__EXERCISE__.
Please copy the data exactly as it stands, minus the images.

__Saved data entries__.
────────────────────────────────────────
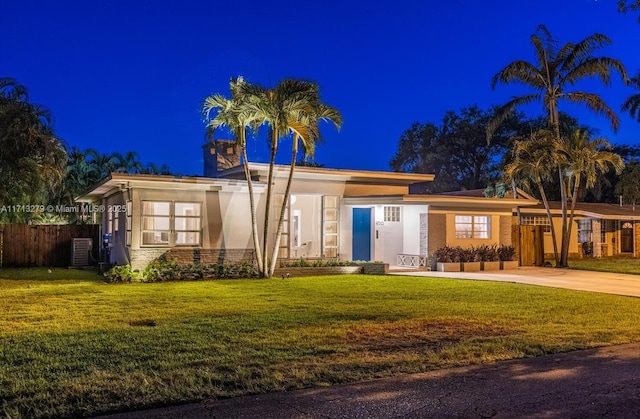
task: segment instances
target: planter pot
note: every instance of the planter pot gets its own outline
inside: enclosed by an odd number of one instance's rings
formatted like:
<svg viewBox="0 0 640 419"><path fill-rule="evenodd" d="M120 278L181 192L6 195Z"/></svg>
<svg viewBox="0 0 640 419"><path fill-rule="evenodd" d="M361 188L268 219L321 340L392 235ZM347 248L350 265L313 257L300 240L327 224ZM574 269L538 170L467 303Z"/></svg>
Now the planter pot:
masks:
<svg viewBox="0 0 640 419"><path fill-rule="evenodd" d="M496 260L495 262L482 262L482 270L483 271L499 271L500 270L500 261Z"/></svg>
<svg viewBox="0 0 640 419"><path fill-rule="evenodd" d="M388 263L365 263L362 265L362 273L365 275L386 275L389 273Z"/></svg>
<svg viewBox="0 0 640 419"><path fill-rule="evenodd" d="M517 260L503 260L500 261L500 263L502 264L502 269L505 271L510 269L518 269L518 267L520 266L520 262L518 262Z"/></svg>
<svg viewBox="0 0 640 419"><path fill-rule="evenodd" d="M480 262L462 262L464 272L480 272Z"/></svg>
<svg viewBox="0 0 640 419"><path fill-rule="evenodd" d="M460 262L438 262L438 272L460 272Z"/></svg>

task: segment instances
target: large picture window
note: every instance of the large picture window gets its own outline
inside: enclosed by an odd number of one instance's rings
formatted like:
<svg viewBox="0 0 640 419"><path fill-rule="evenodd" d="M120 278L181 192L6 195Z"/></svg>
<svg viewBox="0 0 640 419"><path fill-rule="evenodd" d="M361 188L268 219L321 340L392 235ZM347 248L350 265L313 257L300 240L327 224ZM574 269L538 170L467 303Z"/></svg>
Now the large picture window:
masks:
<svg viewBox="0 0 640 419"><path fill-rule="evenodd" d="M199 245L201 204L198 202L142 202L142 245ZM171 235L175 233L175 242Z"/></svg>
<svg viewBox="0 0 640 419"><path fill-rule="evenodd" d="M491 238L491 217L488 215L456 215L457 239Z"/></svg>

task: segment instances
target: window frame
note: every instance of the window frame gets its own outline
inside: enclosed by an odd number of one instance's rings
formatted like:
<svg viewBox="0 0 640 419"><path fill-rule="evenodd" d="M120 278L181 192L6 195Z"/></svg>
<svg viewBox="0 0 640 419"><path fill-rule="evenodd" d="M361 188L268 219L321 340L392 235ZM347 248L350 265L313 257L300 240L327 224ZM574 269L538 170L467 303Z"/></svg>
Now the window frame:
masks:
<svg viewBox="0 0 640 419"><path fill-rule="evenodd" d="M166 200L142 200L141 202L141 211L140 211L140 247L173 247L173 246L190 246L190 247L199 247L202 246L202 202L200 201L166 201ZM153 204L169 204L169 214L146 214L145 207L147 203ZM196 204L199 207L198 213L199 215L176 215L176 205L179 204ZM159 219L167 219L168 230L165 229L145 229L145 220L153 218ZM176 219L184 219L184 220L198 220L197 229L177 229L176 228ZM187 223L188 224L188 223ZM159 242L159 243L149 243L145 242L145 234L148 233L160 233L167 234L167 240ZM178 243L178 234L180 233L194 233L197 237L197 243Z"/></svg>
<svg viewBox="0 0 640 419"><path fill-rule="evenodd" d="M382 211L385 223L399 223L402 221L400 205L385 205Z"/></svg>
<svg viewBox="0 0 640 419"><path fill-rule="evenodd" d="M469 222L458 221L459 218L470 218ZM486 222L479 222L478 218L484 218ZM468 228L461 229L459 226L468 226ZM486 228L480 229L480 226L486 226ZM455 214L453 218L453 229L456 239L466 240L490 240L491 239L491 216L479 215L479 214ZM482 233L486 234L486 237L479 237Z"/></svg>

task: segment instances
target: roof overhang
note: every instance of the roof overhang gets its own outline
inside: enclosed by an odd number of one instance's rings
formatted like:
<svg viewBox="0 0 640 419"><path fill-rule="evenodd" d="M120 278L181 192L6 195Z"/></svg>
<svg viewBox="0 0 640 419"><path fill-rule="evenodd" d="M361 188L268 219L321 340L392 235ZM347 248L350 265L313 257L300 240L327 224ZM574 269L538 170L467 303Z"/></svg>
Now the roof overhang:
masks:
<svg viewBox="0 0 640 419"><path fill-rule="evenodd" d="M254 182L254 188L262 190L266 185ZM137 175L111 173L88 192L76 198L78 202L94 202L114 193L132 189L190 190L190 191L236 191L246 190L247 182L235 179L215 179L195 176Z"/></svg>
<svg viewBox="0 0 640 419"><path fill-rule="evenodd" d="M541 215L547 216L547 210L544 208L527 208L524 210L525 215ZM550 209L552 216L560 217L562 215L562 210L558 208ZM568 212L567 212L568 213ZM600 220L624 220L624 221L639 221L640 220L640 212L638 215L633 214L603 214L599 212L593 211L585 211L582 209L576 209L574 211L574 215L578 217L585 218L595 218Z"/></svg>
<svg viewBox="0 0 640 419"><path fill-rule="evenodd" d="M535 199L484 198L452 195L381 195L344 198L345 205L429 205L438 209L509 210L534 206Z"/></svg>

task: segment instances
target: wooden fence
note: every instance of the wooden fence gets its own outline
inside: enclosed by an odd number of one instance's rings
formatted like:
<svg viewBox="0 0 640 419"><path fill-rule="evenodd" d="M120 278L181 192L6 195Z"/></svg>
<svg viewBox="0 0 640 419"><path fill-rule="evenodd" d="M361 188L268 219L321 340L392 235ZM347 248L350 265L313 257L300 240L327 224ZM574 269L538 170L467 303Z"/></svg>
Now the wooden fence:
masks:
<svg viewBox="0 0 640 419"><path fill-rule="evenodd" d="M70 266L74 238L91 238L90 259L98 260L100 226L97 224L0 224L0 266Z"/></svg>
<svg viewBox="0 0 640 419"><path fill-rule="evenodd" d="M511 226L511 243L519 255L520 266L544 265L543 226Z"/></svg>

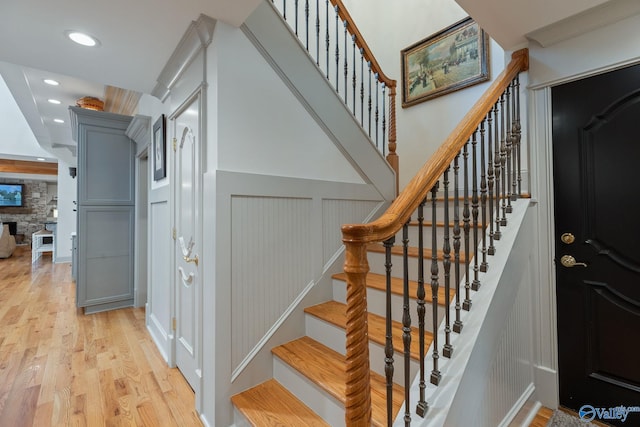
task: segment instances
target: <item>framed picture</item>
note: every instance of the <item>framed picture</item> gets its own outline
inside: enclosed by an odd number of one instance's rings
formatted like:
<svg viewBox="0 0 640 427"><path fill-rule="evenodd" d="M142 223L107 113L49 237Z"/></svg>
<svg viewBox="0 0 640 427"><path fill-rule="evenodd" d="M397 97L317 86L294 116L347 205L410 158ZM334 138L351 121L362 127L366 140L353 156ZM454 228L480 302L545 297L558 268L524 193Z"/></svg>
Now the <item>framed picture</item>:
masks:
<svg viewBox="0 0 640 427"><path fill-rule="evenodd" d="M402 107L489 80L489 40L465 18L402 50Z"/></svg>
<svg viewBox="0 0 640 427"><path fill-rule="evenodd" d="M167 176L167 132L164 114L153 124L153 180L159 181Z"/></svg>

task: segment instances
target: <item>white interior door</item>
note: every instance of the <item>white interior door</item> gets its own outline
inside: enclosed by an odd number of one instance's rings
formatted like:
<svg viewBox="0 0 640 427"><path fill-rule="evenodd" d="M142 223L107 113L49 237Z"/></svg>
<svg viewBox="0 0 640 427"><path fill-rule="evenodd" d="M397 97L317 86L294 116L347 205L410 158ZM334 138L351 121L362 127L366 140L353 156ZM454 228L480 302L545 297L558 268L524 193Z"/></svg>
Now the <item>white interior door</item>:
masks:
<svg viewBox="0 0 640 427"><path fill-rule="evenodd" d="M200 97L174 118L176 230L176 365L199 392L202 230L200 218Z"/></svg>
────────────────────────────────────────
__WRITTEN SOLUTION__.
task: segment instances
target: planter pot
note: every instance of the planter pot gets its own outline
inside: enclosed by an odd number of one instance's rings
formatted like:
<svg viewBox="0 0 640 419"><path fill-rule="evenodd" d="M120 278L181 192L6 195Z"/></svg>
<svg viewBox="0 0 640 419"><path fill-rule="evenodd" d="M361 188L268 219L321 340L392 235ZM347 248L350 265L313 257L300 240L327 224ZM574 269L538 170L467 303Z"/></svg>
Now the planter pot:
masks:
<svg viewBox="0 0 640 419"><path fill-rule="evenodd" d="M496 260L495 262L482 262L482 270L483 271L499 271L500 270L500 261Z"/></svg>
<svg viewBox="0 0 640 419"><path fill-rule="evenodd" d="M388 263L365 263L362 265L362 273L365 275L386 275L389 273Z"/></svg>
<svg viewBox="0 0 640 419"><path fill-rule="evenodd" d="M517 260L503 260L500 261L500 263L502 264L502 269L505 271L510 269L518 269L518 267L520 266L520 262L518 262Z"/></svg>
<svg viewBox="0 0 640 419"><path fill-rule="evenodd" d="M480 262L462 262L464 272L480 272Z"/></svg>
<svg viewBox="0 0 640 419"><path fill-rule="evenodd" d="M460 262L438 262L438 272L460 272Z"/></svg>

task: segment instances
target: large picture window
note: every instance of the large picture window gets its own outline
inside: enclosed by an odd number of one instance's rings
formatted like:
<svg viewBox="0 0 640 419"><path fill-rule="evenodd" d="M120 278L181 192L6 195Z"/></svg>
<svg viewBox="0 0 640 419"><path fill-rule="evenodd" d="M361 188L268 219L321 340L392 235ZM347 248L350 265L313 257L300 240L327 224ZM574 269L538 170L467 303Z"/></svg>
Now the large picture window:
masks:
<svg viewBox="0 0 640 419"><path fill-rule="evenodd" d="M199 245L201 204L198 202L142 202L142 245ZM171 235L175 233L175 242Z"/></svg>
<svg viewBox="0 0 640 419"><path fill-rule="evenodd" d="M491 238L491 217L488 215L456 215L457 239Z"/></svg>

task: segment instances
target: window frame
note: every instance of the window frame gets its own outline
inside: enclosed by an odd number of one instance's rings
formatted like:
<svg viewBox="0 0 640 419"><path fill-rule="evenodd" d="M120 278L181 192L6 195Z"/></svg>
<svg viewBox="0 0 640 419"><path fill-rule="evenodd" d="M361 188L268 219L321 340L392 235ZM347 248L350 265L313 257L300 240L327 224ZM574 269L538 170L467 303Z"/></svg>
Now the window frame:
masks:
<svg viewBox="0 0 640 419"><path fill-rule="evenodd" d="M166 200L142 200L141 202L141 211L140 211L140 247L173 247L173 246L190 246L190 247L199 247L202 246L202 202L200 201L166 201ZM153 204L169 204L169 214L146 214L145 207L147 203ZM196 204L199 207L198 213L199 215L176 215L176 205L179 204ZM159 219L167 219L168 230L165 229L145 229L145 220L153 218ZM176 219L184 219L184 220L198 220L197 229L177 229L176 228ZM187 223L188 224L188 223ZM159 242L159 243L149 243L145 242L145 234L148 233L160 233L167 234L167 240ZM178 243L178 234L180 233L194 233L197 237L197 243Z"/></svg>
<svg viewBox="0 0 640 419"><path fill-rule="evenodd" d="M382 211L385 223L399 223L402 221L400 205L385 205Z"/></svg>
<svg viewBox="0 0 640 419"><path fill-rule="evenodd" d="M469 222L458 221L459 218L470 218ZM486 222L479 222L478 218L484 218ZM468 228L461 229L459 226L468 226ZM486 228L480 229L480 226L486 226ZM455 214L453 218L453 229L456 239L466 240L490 240L491 239L491 216L479 215L479 214ZM482 233L486 234L486 237L479 237Z"/></svg>

task: segment instances
target: roof overhang
note: every instance of the roof overhang gets its own outline
inside: enclosed by an odd number of one instance's rings
formatted like:
<svg viewBox="0 0 640 419"><path fill-rule="evenodd" d="M120 278L181 192L6 195Z"/></svg>
<svg viewBox="0 0 640 419"><path fill-rule="evenodd" d="M361 188L268 219L321 340L392 235ZM347 248L350 265L313 257L300 240L327 224ZM574 269L538 170L467 303Z"/></svg>
Now the roof overhang:
masks:
<svg viewBox="0 0 640 419"><path fill-rule="evenodd" d="M254 182L254 188L262 190L266 185ZM137 175L111 173L88 192L76 198L78 202L94 202L114 193L132 189L190 190L190 191L236 191L246 190L247 182L235 179L215 179L195 176Z"/></svg>
<svg viewBox="0 0 640 419"><path fill-rule="evenodd" d="M541 215L547 216L547 210L544 208L527 208L524 210L525 215ZM550 209L552 216L560 217L562 215L562 210L558 208ZM568 212L567 212L568 213ZM600 220L624 220L624 221L639 221L640 220L640 212L638 215L633 214L603 214L599 212L593 211L585 211L582 209L576 209L574 211L574 215L578 217L585 218L595 218Z"/></svg>
<svg viewBox="0 0 640 419"><path fill-rule="evenodd" d="M535 199L484 198L452 195L381 195L344 198L345 205L429 205L438 209L509 210L534 206Z"/></svg>

task: segment instances
target: wooden fence
note: every instance of the wooden fence gets its own outline
inside: enclosed by an odd number of one instance's rings
formatted like:
<svg viewBox="0 0 640 419"><path fill-rule="evenodd" d="M120 278L181 192L6 195Z"/></svg>
<svg viewBox="0 0 640 419"><path fill-rule="evenodd" d="M361 188L268 219L321 340L392 235ZM347 248L350 265L313 257L300 240L327 224ZM574 269L538 170L467 303Z"/></svg>
Now the wooden fence:
masks:
<svg viewBox="0 0 640 419"><path fill-rule="evenodd" d="M70 266L74 238L91 238L90 259L98 260L100 226L97 224L0 224L0 266Z"/></svg>
<svg viewBox="0 0 640 419"><path fill-rule="evenodd" d="M511 226L511 243L519 255L520 266L544 265L543 226Z"/></svg>

task: segment instances
target: <item>framed picture</item>
note: every instance of the <item>framed picture</item> gets its own outline
inside: enclosed by an odd number of one instance's rings
formatted like:
<svg viewBox="0 0 640 427"><path fill-rule="evenodd" d="M142 223L107 113L49 237Z"/></svg>
<svg viewBox="0 0 640 427"><path fill-rule="evenodd" d="M397 97L317 86L294 116L347 205L410 158ZM334 138L351 121L362 127L366 140L353 156ZM454 228L480 302L545 297L558 268L524 193Z"/></svg>
Now the <item>framed picture</item>:
masks:
<svg viewBox="0 0 640 427"><path fill-rule="evenodd" d="M402 107L489 80L489 40L465 18L402 50Z"/></svg>
<svg viewBox="0 0 640 427"><path fill-rule="evenodd" d="M167 176L167 132L164 114L153 124L153 180L159 181Z"/></svg>

task: segment instances
target: <item>white interior door</item>
note: every instance of the <item>white interior door</item> gets its own outline
inside: enclosed by an odd number of one instance's rings
formatted like:
<svg viewBox="0 0 640 427"><path fill-rule="evenodd" d="M142 223L107 113L49 237Z"/></svg>
<svg viewBox="0 0 640 427"><path fill-rule="evenodd" d="M397 97L317 86L294 116L347 205L410 158ZM334 138L351 121L362 127L366 140L353 156ZM454 228L480 302L545 297L558 268L524 193Z"/></svg>
Now the <item>white interior door</item>:
masks:
<svg viewBox="0 0 640 427"><path fill-rule="evenodd" d="M200 97L174 118L176 230L176 365L199 392L202 230L200 218Z"/></svg>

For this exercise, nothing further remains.